*Natural language region descriptions*.
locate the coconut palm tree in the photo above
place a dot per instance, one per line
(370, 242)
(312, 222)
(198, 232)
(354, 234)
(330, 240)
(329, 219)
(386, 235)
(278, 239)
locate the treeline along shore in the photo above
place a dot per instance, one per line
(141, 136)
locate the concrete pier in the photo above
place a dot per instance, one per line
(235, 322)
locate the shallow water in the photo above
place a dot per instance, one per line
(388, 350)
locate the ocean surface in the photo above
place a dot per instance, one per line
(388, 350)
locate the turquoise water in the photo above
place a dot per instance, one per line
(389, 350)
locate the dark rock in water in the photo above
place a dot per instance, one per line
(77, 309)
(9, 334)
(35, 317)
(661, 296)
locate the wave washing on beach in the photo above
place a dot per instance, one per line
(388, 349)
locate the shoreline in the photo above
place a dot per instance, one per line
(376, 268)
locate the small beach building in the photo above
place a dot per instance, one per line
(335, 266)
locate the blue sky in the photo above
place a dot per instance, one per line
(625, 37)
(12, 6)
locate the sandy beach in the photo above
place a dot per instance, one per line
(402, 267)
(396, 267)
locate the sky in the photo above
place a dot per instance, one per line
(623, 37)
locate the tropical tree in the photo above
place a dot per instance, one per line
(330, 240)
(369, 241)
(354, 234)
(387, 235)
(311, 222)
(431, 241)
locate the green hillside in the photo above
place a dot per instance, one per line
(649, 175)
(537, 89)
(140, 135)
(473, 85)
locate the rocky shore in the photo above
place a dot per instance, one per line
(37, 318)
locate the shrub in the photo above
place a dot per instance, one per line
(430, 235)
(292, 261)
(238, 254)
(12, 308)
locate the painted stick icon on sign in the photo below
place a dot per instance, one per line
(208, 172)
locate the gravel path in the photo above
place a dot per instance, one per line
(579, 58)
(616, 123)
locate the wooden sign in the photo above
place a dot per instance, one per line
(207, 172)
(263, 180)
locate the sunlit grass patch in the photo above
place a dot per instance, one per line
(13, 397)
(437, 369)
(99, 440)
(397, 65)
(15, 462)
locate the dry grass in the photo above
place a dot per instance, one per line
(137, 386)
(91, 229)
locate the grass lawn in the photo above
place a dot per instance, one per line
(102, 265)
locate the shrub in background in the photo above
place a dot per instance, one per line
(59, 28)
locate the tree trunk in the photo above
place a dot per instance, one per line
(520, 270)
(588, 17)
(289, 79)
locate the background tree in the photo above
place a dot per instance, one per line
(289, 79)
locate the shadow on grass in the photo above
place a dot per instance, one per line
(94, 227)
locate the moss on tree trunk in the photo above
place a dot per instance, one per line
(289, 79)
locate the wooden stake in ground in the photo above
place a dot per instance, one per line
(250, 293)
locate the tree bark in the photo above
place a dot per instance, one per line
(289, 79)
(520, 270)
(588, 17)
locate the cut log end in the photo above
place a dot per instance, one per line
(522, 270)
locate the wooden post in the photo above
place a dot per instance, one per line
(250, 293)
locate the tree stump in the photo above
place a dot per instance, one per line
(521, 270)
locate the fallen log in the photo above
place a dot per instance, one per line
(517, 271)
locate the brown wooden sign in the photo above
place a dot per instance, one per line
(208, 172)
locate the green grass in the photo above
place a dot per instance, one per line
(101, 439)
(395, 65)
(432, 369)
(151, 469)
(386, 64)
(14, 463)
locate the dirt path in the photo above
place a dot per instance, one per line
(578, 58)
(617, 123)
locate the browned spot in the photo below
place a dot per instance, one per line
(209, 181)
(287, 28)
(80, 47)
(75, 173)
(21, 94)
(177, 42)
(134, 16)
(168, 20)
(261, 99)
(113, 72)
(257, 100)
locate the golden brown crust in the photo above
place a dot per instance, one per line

*Your assignment*. Print every entry exactly.

*Task response*.
locate the coconut palm tree in the photo above
place a dot per instance, one per line
(370, 242)
(312, 222)
(198, 232)
(354, 234)
(330, 240)
(329, 219)
(386, 235)
(278, 239)
locate the treeline along shore in the photo above
place a dot per instance, one per line
(141, 136)
locate the concrete pier in the photo above
place a dot per instance, one per line
(235, 322)
locate the shallow water in the photo above
place a dot per instance, one per line
(388, 350)
locate the ocean surface in the photo above
place a dot per instance, one per line
(388, 350)
locate the turquoise water in the photo above
place a dot per instance, one per line
(389, 350)
locate the dark rock in water in the photo above
place a dot per instance, one per line
(77, 309)
(9, 334)
(35, 317)
(661, 296)
locate the wave washing on beach in the photo above
place a dot per instance, one per line
(388, 349)
locate the shoreline in the photo above
place a dot per instance, one per line
(376, 268)
locate the small beach building in the photo above
place a dot per instance, one per line
(335, 266)
locate the blue sky in the photo above
place a dot per instance, one per line
(625, 37)
(12, 6)
locate the sandy beach in the photo above
place a dot per instance, one per line
(402, 267)
(396, 267)
locate the sky in the photo above
place a dot per instance, one per line
(623, 37)
locate the tropical tree in the photo above
place a dot per instance, one per line
(330, 240)
(369, 241)
(354, 234)
(387, 235)
(311, 222)
(431, 241)
locate the green hillside in the photo above
place a dot per instance, one per line
(649, 175)
(537, 89)
(140, 135)
(473, 85)
locate the rocky shore in the photo above
place a dot per instance, one per line
(37, 318)
locate the shrub in the photo above
place a dot per instance, one per line
(430, 235)
(292, 261)
(238, 254)
(12, 308)
locate the painted stick icon on sign in the photo below
place a dot per instance, one per line
(208, 172)
locate the gravel path in the photo above
place a dot per instance, one per line
(579, 58)
(616, 123)
locate the wooden sign in the photo above
place a dot per instance, one per line
(207, 172)
(263, 180)
locate the sunlit grass patch in the photo above
place a dot per instance, one per line
(13, 397)
(437, 369)
(99, 440)
(397, 65)
(15, 462)
locate the dry grass in the photo above
place a dot per instance, one per line
(137, 386)
(91, 229)
locate the grass lawn in the photo above
place a dot per instance, one per line
(102, 265)
locate the shrub in background in the photo above
place a dot per instance, one per line
(59, 28)
locate the tree trunk in the photo above
place a dot per instance, one per line
(520, 270)
(588, 17)
(289, 79)
locate the background tree in the photo above
place a dot per instance, one per line
(289, 79)
locate the shadow on grass in the photo above
place a dot per instance, one per line
(94, 227)
locate the moss on tree trunk in the photo above
place a dot per instance, one per line
(289, 79)
locate the wooden stake in ground in the photo above
place a dot per instance, one per line
(250, 293)
locate the tree bark in the photo above
place a dot per instance, one per line
(289, 79)
(520, 270)
(588, 17)
locate the cut log end in the photo above
place a dot per instance, one per line
(522, 270)
locate the wooden post in the photo above
place a dot per instance, one per line
(250, 293)
locate the tree stump in the photo above
place a dot per instance, one per line
(521, 270)
locate the fallen log in the photo above
place a dot per instance, one per line
(517, 271)
locate the brown wooden sign in the photo above
place a dot per instance, one per line
(208, 172)
locate the green grass in the photo above
place a dot per instance, one per line
(101, 439)
(395, 65)
(432, 369)
(151, 469)
(386, 64)
(14, 463)
locate the dirt path in the photo above
place a dot per instance, one per line
(578, 58)
(617, 123)
locate the browned spot in the photo below
place a dot per instance, one per line
(209, 181)
(287, 28)
(80, 47)
(75, 173)
(21, 94)
(177, 42)
(134, 16)
(168, 20)
(261, 99)
(113, 72)
(257, 100)
locate the golden brown crust in the photo above
place a dot per instance, one per line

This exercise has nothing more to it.